Object position labeling items:

++++

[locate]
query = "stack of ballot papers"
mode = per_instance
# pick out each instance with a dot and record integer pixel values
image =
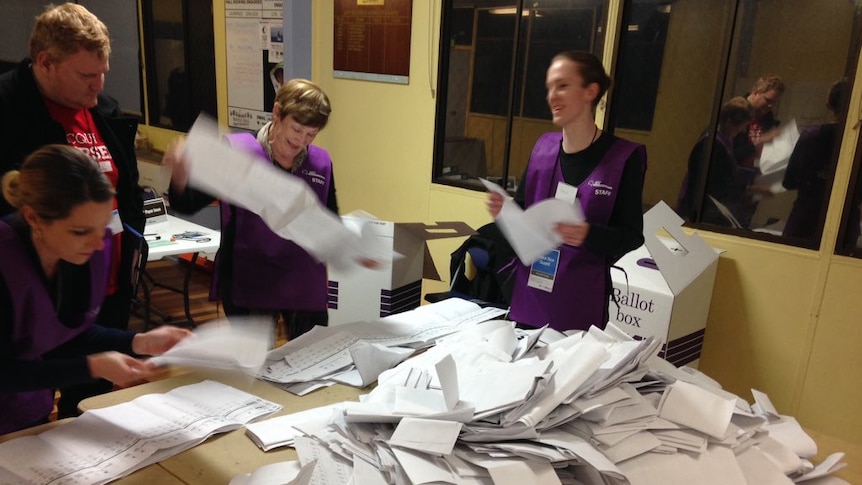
(109, 443)
(356, 353)
(492, 404)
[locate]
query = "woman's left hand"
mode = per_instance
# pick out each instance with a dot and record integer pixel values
(158, 340)
(573, 234)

++++

### Task directions
Lay out the items above as a two-column CSV with the headers item_text and points. Give one row per item, put each item's text and its answer in a single quoted field with line breaks replaced by spaces, and leave out the pictures.

### The solution
item_text,points
"[locate] query = ""stack of ballot papers"" mode = per_instance # pick out each instance with a dot and record integer pixel values image =","(109, 443) (356, 353) (492, 404)"
"[locate] query = ""woman's left hand"" mode = per_instance # pick out each instance with a dot and record integer pixel values","(158, 340) (573, 234)"